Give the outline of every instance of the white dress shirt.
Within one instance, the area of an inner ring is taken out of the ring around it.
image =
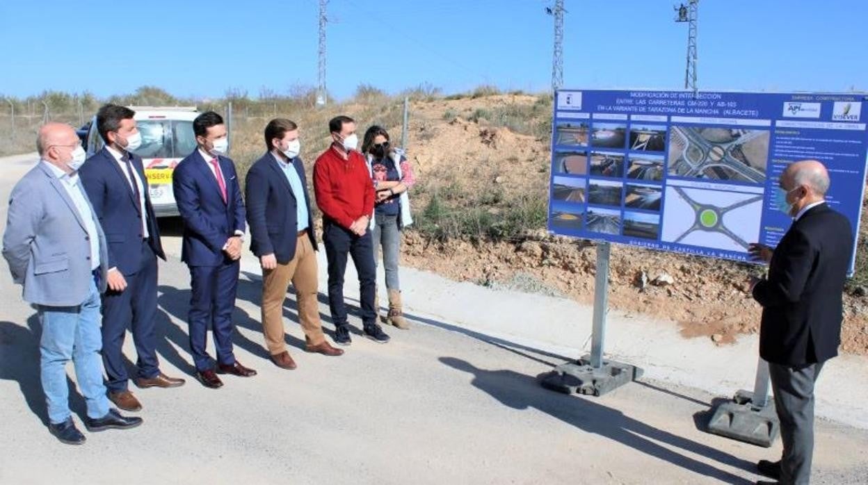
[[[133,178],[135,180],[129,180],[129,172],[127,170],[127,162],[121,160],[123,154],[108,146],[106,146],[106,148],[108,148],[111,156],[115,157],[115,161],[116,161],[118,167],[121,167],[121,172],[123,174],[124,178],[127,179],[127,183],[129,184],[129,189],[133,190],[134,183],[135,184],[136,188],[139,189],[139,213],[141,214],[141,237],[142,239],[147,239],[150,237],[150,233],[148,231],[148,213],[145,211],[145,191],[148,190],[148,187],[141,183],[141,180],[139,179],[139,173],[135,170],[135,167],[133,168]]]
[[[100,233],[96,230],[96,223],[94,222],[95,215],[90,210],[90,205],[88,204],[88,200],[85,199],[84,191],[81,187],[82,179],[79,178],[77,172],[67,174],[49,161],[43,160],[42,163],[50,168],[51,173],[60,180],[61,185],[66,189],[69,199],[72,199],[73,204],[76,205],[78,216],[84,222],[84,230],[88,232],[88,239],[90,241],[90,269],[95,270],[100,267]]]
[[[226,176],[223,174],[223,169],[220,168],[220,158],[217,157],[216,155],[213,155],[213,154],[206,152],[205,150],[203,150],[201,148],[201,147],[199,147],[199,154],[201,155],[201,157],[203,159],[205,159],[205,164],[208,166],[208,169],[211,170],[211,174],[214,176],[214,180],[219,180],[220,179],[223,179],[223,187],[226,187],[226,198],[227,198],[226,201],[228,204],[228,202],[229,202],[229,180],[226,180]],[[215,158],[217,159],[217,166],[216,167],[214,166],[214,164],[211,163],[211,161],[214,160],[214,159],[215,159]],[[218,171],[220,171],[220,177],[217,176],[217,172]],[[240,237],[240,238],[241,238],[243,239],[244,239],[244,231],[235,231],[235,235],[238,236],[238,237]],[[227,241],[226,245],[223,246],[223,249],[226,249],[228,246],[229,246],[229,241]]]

--

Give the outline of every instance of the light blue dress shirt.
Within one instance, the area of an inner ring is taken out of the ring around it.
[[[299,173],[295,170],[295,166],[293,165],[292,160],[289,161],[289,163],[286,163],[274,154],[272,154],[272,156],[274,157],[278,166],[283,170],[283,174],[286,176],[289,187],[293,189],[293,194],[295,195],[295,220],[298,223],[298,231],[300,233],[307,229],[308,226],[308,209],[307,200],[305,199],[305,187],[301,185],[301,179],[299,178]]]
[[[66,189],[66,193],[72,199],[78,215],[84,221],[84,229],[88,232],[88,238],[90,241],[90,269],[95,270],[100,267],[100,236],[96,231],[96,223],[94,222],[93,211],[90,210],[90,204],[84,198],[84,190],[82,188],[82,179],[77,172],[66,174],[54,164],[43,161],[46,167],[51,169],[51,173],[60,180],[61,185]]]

...

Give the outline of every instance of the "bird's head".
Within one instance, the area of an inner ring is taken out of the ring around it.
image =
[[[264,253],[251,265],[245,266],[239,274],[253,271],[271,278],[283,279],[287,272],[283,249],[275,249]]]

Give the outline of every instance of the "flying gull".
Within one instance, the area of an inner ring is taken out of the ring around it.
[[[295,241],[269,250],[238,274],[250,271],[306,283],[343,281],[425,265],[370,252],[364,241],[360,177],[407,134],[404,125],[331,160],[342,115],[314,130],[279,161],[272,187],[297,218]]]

Task prompt:
Please count the lines in the records above that contain the string "every", treating case as significant, and give only the number.

Reply to the exercise:
4